▸ **Aim**
Please copy out everything from the line containing "of the long" down to the end of the entries below, exactly as they appear.

▸ **Supplied data**
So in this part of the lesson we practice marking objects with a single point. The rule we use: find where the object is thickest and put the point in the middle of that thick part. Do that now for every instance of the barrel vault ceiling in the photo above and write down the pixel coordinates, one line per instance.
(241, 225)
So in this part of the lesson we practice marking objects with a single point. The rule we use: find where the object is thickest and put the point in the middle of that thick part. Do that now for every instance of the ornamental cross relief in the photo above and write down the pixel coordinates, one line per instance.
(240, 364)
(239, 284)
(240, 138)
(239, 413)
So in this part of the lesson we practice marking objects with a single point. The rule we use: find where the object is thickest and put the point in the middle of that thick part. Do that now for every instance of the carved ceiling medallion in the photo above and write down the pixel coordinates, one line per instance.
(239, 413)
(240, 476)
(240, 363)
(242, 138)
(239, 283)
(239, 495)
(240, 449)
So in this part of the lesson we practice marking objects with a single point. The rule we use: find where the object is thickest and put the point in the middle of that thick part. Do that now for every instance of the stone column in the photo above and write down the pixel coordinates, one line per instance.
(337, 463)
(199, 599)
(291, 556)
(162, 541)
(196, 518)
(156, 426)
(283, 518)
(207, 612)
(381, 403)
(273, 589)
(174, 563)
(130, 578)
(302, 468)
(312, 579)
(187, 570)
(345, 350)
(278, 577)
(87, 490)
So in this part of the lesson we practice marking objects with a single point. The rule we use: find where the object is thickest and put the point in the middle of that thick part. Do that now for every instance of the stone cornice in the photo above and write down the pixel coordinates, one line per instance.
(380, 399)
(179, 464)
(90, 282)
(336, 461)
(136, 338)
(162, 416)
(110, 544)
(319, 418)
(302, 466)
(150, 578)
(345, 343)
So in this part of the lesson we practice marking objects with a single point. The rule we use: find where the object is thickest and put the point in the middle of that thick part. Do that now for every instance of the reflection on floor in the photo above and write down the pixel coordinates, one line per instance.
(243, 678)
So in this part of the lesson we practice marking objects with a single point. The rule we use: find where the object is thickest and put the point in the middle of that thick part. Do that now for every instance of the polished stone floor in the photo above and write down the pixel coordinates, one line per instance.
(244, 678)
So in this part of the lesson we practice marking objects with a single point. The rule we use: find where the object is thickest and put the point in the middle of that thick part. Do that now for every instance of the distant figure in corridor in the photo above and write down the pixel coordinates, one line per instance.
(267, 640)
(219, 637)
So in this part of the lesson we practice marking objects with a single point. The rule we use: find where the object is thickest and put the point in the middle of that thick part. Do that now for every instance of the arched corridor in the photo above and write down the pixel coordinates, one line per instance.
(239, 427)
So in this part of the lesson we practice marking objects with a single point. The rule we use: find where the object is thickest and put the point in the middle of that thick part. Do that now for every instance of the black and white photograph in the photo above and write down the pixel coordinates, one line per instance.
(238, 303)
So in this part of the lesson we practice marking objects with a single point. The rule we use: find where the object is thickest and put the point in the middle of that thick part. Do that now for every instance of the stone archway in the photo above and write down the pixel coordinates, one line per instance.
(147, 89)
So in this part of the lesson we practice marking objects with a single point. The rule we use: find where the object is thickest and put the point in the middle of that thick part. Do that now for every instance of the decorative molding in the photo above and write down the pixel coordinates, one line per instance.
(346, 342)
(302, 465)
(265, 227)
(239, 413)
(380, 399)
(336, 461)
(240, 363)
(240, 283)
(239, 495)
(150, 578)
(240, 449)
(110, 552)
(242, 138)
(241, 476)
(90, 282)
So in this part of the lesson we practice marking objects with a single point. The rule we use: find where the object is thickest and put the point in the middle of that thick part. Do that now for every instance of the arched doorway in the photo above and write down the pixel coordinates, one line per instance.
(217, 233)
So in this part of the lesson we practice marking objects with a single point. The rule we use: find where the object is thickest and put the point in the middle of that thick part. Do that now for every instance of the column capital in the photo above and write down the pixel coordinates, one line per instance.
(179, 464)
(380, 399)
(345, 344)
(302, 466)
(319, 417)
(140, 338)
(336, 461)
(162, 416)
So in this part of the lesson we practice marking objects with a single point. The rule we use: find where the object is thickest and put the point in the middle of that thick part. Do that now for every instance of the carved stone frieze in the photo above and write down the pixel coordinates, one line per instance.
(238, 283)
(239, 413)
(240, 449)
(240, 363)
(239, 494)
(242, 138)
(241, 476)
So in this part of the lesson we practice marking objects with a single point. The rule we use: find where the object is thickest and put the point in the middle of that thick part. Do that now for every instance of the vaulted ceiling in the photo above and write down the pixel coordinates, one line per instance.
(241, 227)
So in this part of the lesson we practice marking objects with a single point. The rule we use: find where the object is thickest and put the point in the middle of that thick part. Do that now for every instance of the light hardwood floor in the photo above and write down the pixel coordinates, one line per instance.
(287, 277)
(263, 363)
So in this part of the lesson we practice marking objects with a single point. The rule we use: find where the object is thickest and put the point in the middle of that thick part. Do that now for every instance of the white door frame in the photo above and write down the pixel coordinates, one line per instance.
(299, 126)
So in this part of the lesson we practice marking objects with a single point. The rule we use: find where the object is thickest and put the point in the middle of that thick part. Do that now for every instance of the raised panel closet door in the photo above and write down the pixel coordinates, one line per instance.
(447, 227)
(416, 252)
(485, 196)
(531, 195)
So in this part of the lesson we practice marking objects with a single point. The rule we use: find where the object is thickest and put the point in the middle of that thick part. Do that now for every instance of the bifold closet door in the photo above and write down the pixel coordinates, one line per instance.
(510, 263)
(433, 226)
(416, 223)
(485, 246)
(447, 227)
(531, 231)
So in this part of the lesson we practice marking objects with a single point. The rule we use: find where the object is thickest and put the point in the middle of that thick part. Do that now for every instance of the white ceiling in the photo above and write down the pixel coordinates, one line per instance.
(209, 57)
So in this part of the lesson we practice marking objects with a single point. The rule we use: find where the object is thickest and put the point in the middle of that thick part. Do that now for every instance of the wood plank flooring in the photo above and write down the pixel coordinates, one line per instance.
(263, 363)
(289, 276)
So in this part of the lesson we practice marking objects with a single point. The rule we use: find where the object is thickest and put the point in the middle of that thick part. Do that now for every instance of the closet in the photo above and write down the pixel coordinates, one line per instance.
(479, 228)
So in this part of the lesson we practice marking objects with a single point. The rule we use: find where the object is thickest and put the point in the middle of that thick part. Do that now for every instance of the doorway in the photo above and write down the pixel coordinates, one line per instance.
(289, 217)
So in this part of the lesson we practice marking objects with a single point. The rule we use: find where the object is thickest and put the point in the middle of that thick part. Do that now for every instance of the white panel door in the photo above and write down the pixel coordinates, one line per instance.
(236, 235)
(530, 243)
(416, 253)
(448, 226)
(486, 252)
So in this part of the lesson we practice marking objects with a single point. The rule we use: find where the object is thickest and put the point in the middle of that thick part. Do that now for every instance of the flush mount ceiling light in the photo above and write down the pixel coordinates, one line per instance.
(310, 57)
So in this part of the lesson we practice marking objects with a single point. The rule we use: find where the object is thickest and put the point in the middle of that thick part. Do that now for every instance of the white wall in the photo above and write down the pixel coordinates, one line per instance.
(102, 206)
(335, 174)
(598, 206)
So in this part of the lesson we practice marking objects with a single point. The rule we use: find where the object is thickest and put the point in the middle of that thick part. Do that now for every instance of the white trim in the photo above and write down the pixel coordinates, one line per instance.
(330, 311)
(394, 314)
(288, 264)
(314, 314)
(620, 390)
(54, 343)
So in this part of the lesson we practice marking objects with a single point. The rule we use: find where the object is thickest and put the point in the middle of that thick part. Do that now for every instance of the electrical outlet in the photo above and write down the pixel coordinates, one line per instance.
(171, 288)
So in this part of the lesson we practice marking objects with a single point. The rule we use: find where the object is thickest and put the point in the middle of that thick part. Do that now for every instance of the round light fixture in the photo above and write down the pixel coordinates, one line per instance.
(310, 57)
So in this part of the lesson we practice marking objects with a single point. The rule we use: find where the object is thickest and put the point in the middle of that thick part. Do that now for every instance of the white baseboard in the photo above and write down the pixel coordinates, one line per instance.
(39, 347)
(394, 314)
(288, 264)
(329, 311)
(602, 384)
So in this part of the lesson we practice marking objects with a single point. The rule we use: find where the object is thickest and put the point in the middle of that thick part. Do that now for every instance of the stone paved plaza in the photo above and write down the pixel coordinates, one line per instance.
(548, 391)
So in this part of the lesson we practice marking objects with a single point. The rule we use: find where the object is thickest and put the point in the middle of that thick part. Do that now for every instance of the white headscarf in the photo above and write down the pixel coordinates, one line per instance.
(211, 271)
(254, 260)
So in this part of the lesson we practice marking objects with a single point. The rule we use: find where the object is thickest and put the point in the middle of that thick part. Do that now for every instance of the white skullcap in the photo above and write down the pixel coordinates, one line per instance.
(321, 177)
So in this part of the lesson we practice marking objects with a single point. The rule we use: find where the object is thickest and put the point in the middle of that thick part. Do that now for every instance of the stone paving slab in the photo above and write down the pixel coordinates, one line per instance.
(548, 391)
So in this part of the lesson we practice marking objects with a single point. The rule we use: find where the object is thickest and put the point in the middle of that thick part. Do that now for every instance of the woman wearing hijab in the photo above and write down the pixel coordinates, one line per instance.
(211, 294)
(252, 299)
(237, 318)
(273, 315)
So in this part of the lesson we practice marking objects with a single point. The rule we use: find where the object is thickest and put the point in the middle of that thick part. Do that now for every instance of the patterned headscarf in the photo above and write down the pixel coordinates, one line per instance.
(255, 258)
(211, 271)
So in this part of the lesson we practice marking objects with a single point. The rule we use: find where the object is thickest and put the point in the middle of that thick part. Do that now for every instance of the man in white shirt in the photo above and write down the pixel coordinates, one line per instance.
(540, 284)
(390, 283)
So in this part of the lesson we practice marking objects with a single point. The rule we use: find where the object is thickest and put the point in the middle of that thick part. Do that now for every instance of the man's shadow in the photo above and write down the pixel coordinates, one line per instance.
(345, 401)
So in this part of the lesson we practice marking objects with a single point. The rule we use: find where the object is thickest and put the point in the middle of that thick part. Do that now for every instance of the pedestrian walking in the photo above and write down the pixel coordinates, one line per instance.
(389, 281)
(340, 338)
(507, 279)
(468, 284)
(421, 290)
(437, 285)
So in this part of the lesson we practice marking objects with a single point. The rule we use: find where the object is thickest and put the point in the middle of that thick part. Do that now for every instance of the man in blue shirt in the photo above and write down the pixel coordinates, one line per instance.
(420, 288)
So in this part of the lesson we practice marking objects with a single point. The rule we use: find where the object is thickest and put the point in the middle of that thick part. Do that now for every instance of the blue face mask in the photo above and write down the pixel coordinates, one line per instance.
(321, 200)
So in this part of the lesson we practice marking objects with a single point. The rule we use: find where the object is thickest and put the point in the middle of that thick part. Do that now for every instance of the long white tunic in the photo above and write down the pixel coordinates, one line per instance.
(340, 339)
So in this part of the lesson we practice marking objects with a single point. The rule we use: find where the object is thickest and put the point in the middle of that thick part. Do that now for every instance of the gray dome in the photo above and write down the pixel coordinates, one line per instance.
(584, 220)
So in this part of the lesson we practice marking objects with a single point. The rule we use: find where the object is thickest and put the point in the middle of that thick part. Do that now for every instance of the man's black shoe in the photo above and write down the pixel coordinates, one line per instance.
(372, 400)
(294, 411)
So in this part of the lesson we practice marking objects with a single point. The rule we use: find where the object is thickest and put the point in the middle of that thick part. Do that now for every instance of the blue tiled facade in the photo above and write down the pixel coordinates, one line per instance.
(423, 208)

▸ **Result of the exercise**
So in this part of the lesson we practice marking objects with a single point. The rule we use: find where the object is thickest and put the point in the middle of that thick part. Do that now for every instance of the long white tunic in the photo above and write down the pixel coordinates, one line per instance.
(340, 339)
So in this part of the lesson we practice marking objects with a single point. The rule we use: find where the object is thickest and put the point in the middle of that thick part. Do that now for every instance of the gray dome in the photo above and write down the pixel coordinates, one line per instance.
(584, 220)
So in this part of the lesson we practice marking objects with a single point. The rule we use: find where the object is thickest and put the point in the middle of that thick part. Do that now for every instance of the man's black shoe in the photo above and write down the pixel coordinates, one line per instance.
(372, 400)
(294, 411)
So in this part of the lesson we practice marking objects with a single point. The rule we use: find where the object is thickest and put the point in the middle of that thick part. Do that now for every instance of the blue tiled facade in the photo above and write down the pixel coordinates, one line per instance.
(423, 208)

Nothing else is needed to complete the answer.